▶ [Your objective]: Read the records and write them out again exactly.

Extracted data entries:
□ □ □ □ □ □ □

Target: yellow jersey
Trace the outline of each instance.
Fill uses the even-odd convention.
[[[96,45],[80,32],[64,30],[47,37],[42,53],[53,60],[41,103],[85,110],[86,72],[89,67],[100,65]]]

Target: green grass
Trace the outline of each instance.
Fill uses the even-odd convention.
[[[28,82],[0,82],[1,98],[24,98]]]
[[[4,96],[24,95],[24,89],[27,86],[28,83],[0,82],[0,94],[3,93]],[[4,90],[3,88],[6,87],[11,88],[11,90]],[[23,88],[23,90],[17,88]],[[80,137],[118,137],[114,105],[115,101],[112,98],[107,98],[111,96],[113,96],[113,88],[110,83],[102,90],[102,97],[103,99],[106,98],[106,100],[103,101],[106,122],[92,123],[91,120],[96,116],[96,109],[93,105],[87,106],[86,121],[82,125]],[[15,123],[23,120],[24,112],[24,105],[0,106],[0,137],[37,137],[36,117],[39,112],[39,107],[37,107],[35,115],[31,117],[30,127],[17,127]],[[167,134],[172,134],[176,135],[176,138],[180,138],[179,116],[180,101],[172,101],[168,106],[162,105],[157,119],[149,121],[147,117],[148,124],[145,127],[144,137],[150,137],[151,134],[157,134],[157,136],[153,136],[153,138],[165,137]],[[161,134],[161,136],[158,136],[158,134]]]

□ □ □ □ □ □ □

▶ [Answer to this task]:
Target: yellow jersey
Trace the outline of each instance.
Fill uses the even-odd convention.
[[[96,45],[80,32],[64,30],[47,37],[42,53],[53,60],[41,103],[85,110],[86,72],[89,67],[100,65]]]

Target: green grass
Trace the outline of each instance.
Fill uses the even-odd convention.
[[[28,82],[0,82],[1,98],[24,98]]]
[[[4,96],[24,95],[24,89],[27,86],[28,83],[0,82],[0,94],[3,93]],[[4,90],[3,88],[6,87],[11,88],[11,90]],[[23,88],[23,90],[17,88]],[[80,137],[118,137],[114,105],[115,101],[112,98],[107,98],[111,96],[113,96],[113,88],[110,83],[102,90],[102,97],[103,99],[106,98],[106,100],[103,101],[106,122],[92,123],[91,120],[96,116],[96,109],[93,105],[87,106],[86,121],[82,125]],[[15,123],[23,120],[24,112],[24,105],[0,106],[0,137],[37,137],[36,117],[39,112],[39,107],[37,107],[35,115],[31,117],[30,127],[17,127]],[[167,134],[172,134],[176,135],[176,138],[180,138],[179,116],[180,101],[172,101],[168,106],[162,105],[157,119],[149,121],[147,117],[148,124],[145,127],[144,137],[150,137],[151,134],[157,134],[157,136],[153,136],[153,138],[165,137]],[[161,134],[161,136],[158,136],[158,134]]]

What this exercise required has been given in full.